Todo este cuidado obsesivo para reglamentar la vida social quiere eliminar la casualidad, las contingencias que, según Maquiavelo, el príncipe tenía que cabalgar: para Campanella la sociedad es una máquina donde ocio, melancolía y suerte deben desaparecer. Todo debe tener un sentido y sólo uno, todo debe reflejar el proyecto común de una sociedad en armonía. Es evidente que la utopía de La ciudad del sol no tiene como fin supremo la libertad, sino la disciplina social. Se puede decir que la utopía campanelliana no es una utopía del hombre sino del orden, donde la felicidad del ser existe sólo como reflejo de la forzada armonía social. Por eso la propiedad privada no existe, y la comunión de las mujeres no es un elemento de libertinaje, sino un recurso para cortar la raíz de la necesidad de propiedad, que Campanella encuentra en la familia. Dicen los “solares” que es por dejar a los hijos una herencia que la gente se vuelve “rapaz si no tiene miedo y es potente; avara, asechosa e hipócrita si no lo es”.

En el campo religioso, el texto es mucho más ortodoxo y se inclina a favor de la Iglesia romana: los “solares” practican una religión natural que sólo se diferencia del cristianismo romano por los sacramentos, que ellos no tienen. Por ende, siendo los “solares” los prototipos del hombre natural, “la verdadera ley es la cristiana que, quitando sus abusos, será señora del mundo”. La sociedad organizada natural y racionalmente se identifica entonces con la sociedad cristiana: es la aceptación de la supremacía de Roma, el augurio de su expansión en contra de la Reforma y un claro proyecto político.

LISTA DE TAREAS:
[1] Según el texto sobre La ciudad del sol, ¿en qué se diferencia la religión de los “solares” del cristianismo romano?
[2] Prolonga el texto sobre La ciudad del sol a partir de su última oración.

Entradas de datos guardados:

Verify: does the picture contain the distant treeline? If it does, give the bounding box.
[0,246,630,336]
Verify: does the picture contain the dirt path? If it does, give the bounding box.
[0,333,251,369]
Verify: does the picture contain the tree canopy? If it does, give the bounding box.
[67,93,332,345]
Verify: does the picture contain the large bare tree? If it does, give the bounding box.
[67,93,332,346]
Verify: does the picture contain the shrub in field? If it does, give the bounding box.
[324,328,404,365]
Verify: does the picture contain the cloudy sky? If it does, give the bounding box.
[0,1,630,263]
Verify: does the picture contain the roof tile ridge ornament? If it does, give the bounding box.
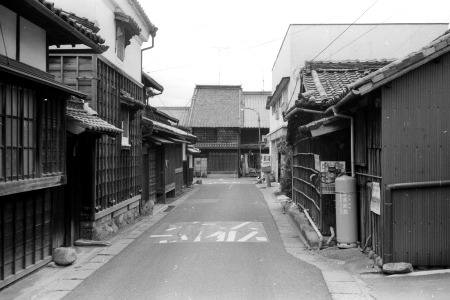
[34,0,109,52]
[310,70,328,101]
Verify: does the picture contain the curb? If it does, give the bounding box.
[257,185,374,300]
[18,186,198,300]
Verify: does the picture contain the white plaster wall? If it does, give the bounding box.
[0,5,17,59]
[50,0,150,82]
[270,24,448,120]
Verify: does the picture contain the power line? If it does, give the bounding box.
[325,10,403,60]
[311,0,378,61]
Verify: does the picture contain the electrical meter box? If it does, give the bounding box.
[320,161,345,194]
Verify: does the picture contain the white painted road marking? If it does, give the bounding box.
[231,222,250,230]
[227,230,236,242]
[238,231,258,242]
[150,234,173,237]
[150,221,269,243]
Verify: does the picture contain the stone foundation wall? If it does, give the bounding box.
[81,200,155,241]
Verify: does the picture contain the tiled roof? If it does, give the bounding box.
[131,0,158,37]
[242,92,272,128]
[156,107,190,126]
[188,85,242,128]
[8,0,108,53]
[66,97,123,135]
[349,30,450,95]
[299,59,392,108]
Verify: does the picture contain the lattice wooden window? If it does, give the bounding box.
[116,26,125,61]
[0,83,37,181]
[41,99,65,175]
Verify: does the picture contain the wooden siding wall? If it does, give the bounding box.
[192,128,239,145]
[355,99,383,255]
[382,53,450,266]
[208,150,239,172]
[40,98,66,176]
[49,54,143,217]
[0,187,64,288]
[95,59,143,212]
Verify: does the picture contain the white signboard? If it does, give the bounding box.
[320,161,345,194]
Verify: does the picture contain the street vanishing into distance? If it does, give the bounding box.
[65,179,331,300]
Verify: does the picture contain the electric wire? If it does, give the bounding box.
[311,0,378,61]
[324,10,404,60]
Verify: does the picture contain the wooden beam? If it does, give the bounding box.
[0,175,67,196]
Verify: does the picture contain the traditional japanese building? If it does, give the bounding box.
[285,31,450,267]
[187,85,243,177]
[0,0,108,288]
[49,0,158,240]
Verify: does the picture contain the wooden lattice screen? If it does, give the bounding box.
[95,59,143,212]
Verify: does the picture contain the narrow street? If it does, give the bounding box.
[65,179,331,299]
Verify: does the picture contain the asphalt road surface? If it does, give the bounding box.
[65,181,331,300]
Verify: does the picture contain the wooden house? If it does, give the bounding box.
[142,106,196,203]
[285,60,389,234]
[288,31,450,267]
[239,91,272,176]
[187,85,243,177]
[267,23,448,181]
[49,0,157,240]
[156,106,201,186]
[0,0,107,288]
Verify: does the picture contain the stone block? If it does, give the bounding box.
[53,247,77,266]
[382,262,414,274]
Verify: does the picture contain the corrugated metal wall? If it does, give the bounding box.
[355,101,383,255]
[382,54,450,266]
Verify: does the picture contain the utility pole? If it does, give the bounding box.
[213,47,229,85]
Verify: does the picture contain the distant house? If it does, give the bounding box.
[187,85,243,177]
[285,31,450,267]
[267,23,448,180]
[49,0,158,240]
[142,106,197,203]
[0,0,107,288]
[239,91,272,176]
[282,60,390,238]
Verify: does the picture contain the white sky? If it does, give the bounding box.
[140,0,450,106]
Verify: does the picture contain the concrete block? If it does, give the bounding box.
[382,262,414,274]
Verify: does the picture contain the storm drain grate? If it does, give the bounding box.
[164,205,175,212]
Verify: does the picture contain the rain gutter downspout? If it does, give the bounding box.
[383,180,450,264]
[297,203,323,250]
[332,106,355,177]
[325,90,361,114]
[283,107,325,122]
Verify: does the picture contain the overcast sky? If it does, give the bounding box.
[140,0,450,106]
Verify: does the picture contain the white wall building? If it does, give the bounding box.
[266,23,448,180]
[53,0,157,82]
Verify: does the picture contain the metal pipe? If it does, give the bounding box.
[297,203,323,250]
[383,180,450,264]
[141,35,155,53]
[333,109,355,177]
[325,90,360,114]
[327,226,336,246]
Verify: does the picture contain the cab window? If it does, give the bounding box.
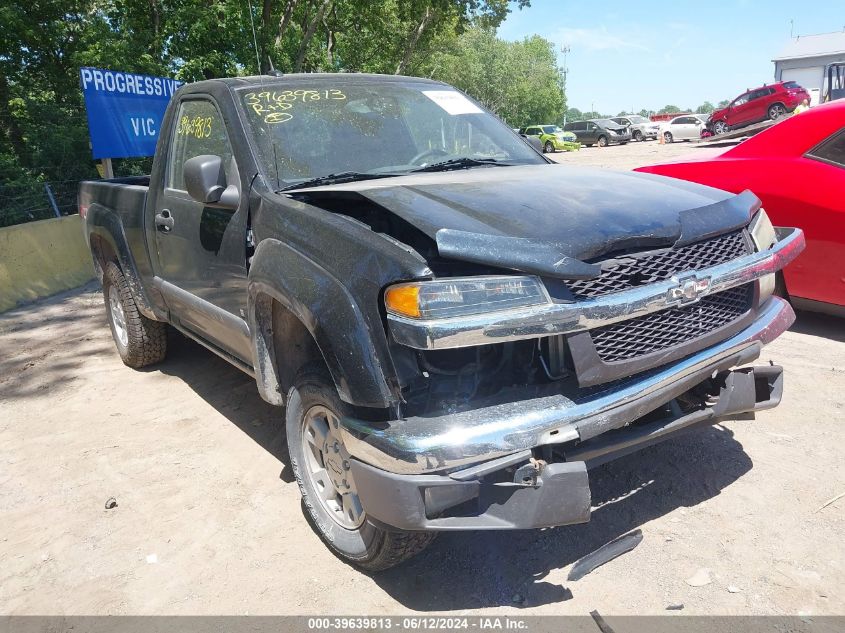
[807,128,845,167]
[167,99,232,191]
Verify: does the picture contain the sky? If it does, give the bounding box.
[499,0,845,115]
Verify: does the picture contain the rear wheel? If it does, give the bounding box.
[285,366,436,571]
[769,103,786,121]
[103,262,167,369]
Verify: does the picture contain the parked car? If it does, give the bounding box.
[660,114,704,143]
[708,81,810,134]
[522,125,581,154]
[563,119,631,147]
[637,101,845,315]
[79,74,803,570]
[511,127,545,153]
[611,114,660,141]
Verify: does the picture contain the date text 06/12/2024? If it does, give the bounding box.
[308,617,528,631]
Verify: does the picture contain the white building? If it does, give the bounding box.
[772,30,845,104]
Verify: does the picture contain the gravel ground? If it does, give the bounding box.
[0,142,845,615]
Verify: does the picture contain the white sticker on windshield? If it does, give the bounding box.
[423,90,481,114]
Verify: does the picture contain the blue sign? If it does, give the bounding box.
[79,68,183,158]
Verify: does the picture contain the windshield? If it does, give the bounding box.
[234,79,545,189]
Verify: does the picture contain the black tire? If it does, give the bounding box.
[103,262,167,369]
[766,103,786,121]
[285,366,437,571]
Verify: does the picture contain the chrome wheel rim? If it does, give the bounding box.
[109,286,129,347]
[302,406,364,530]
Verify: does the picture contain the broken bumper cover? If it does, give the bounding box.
[342,297,795,475]
[351,358,783,531]
[387,228,804,349]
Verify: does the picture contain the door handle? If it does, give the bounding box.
[156,209,175,233]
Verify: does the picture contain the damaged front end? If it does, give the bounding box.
[332,193,804,530]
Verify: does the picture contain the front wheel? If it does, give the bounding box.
[769,103,786,121]
[285,367,436,571]
[103,262,167,369]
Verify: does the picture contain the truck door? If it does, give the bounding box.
[154,95,252,364]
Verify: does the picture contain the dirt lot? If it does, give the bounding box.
[0,142,845,614]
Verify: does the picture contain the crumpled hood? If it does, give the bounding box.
[302,165,759,277]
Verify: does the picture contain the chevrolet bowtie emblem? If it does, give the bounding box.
[666,275,710,305]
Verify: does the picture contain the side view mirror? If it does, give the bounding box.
[183,154,240,209]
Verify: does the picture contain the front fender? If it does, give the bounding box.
[249,239,396,408]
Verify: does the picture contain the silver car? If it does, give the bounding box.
[611,114,660,141]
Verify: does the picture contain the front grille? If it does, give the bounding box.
[566,230,750,299]
[590,284,753,363]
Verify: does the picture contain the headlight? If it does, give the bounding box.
[748,209,777,303]
[748,209,777,251]
[384,276,550,319]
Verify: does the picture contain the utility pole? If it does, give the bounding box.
[560,44,571,127]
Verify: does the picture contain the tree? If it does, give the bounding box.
[423,26,566,127]
[0,0,532,194]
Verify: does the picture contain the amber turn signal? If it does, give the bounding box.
[384,285,420,319]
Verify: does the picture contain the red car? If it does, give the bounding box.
[636,101,845,316]
[707,81,810,134]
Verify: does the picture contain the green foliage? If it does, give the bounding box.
[0,0,536,189]
[420,26,566,127]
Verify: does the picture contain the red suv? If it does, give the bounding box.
[707,81,810,134]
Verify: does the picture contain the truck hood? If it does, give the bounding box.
[293,165,760,278]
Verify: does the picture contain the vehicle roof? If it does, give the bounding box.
[635,99,845,165]
[177,73,447,92]
[722,99,845,158]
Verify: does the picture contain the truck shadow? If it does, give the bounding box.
[157,334,752,611]
[153,330,294,483]
[373,426,752,611]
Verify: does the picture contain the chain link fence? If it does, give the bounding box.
[0,180,80,227]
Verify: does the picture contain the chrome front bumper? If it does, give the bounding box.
[387,228,804,349]
[342,296,792,474]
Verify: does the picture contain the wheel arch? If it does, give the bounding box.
[248,239,396,408]
[85,204,166,321]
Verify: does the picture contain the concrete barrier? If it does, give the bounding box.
[0,215,94,312]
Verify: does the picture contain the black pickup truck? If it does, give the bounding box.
[79,74,804,570]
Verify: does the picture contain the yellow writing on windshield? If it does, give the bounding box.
[244,88,346,123]
[176,116,211,138]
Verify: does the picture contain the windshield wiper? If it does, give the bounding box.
[277,171,402,193]
[409,156,514,174]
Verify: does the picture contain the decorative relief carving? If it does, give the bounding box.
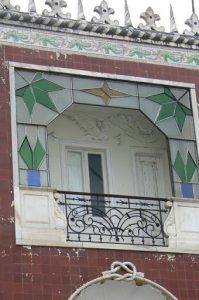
[64,113,163,146]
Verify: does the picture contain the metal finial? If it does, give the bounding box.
[28,0,36,13]
[192,0,195,14]
[78,0,85,20]
[170,4,178,33]
[124,0,133,27]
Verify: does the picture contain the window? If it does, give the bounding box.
[64,148,107,215]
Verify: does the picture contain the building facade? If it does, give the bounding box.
[0,0,199,300]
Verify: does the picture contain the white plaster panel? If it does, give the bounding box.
[23,193,50,224]
[175,203,199,234]
[15,188,66,246]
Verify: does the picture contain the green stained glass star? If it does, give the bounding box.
[16,73,64,115]
[19,137,46,170]
[173,151,197,182]
[147,88,192,131]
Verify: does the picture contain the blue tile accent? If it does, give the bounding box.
[27,170,41,186]
[181,183,194,198]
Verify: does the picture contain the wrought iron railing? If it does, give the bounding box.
[58,191,169,246]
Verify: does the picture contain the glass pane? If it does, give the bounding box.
[67,151,83,192]
[88,153,105,216]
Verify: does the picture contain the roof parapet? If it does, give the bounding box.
[0,0,199,47]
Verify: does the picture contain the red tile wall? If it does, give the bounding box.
[0,46,199,300]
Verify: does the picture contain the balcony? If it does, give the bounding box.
[58,191,169,247]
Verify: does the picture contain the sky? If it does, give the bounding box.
[11,0,199,33]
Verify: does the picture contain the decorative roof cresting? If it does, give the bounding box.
[1,0,21,11]
[42,0,71,19]
[138,7,165,32]
[0,0,199,48]
[184,13,199,35]
[91,0,119,26]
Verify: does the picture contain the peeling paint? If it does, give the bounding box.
[23,246,31,250]
[73,248,85,257]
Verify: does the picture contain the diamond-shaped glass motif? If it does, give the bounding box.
[19,137,33,169]
[16,73,64,115]
[173,151,197,182]
[147,88,192,131]
[19,137,46,170]
[33,140,46,170]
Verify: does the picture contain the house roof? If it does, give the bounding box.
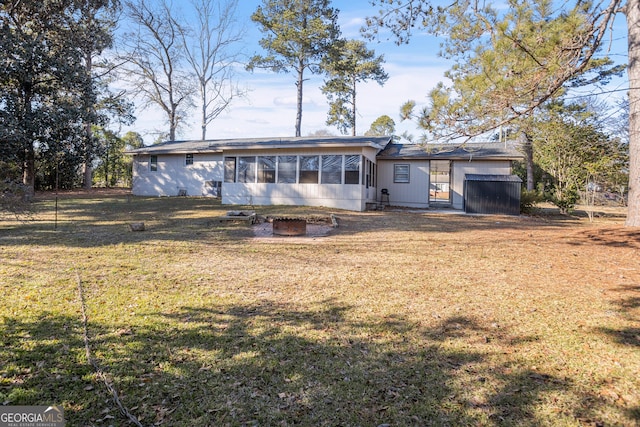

RESULTADOS POR TAREA:
[1] En los sacramentos: los “solares” no los tienen.

[2]
Imaginar la Ciudad del Sol no es una experiencia agradable. Nuestra sensibilidad rehuye tanta intervención estatal en la esfera privada, y nos parece que una reglamentación tan estricta es la puerta hacia una dictadura totalitaria y terrorífica. Sin embargo, no tiene mucho sentido leer literalmente un texto utópico. Lo interesante es ver que la utopía campanelliana, que participa del clima político y religioso de la contrarreforma, es una idealización del poder en forma teocrática donde la realización del ser humano y el rescate de las masas explotadas son posibles sólo dentro de un sistema totalitario que exalta una arquitectura social armónica bajo el mando de la Iglesia: algo que los jesuitas intentaron a su manera en Paraguay. ¿Se le pueden pedir cuentas a Campanella por la negación de las libertades individuales? No es fácil decidirlo, pero lo que sí es claro es que incluso un espíritu rebelde como el del fraile dominico no podía deshacerse del viento totalitario que la contrarreforma y los Estados nacionales soplaban sobre la Europa de la época. Entonces, ¿Campanella fue un contrarreformista? En muchos sentidos, sí: por su defensa del cristianismo romano como única religión, por su tentativa continua de señalarle un proyecto político teocrático a la Iglesia. Sin embargo, sus intereses astrológicos y adivinatorios, su tendencia a ligar sus pensamientos a acciones políticas insurreccionales, su visión del conocimiento y su defensa del libre pensamiento, lo pueden clasificar como un pensador inquieto que no podía identificarse con la obra represiva planeada por el Concilio de Trento. Campanella, su vida y su obra, nos enseñan una vez más de qué manera las categorías historiográficas clásicas (reforma, contrarreforma, ortodoxia, herejía, laico, religioso, pagano, cristiano) son un instrumento de simplificación de la historia que no rinde justicia a aquellos espíritus (como Campanella, Bruno, Galileo) que en medio de uno de los siglos más agitados de la historia moderna no aceptaron el conformismo de las ideas y, en cambio, dieron forma a las utopías que, entre sol y sombra, alberga el alma del hombre.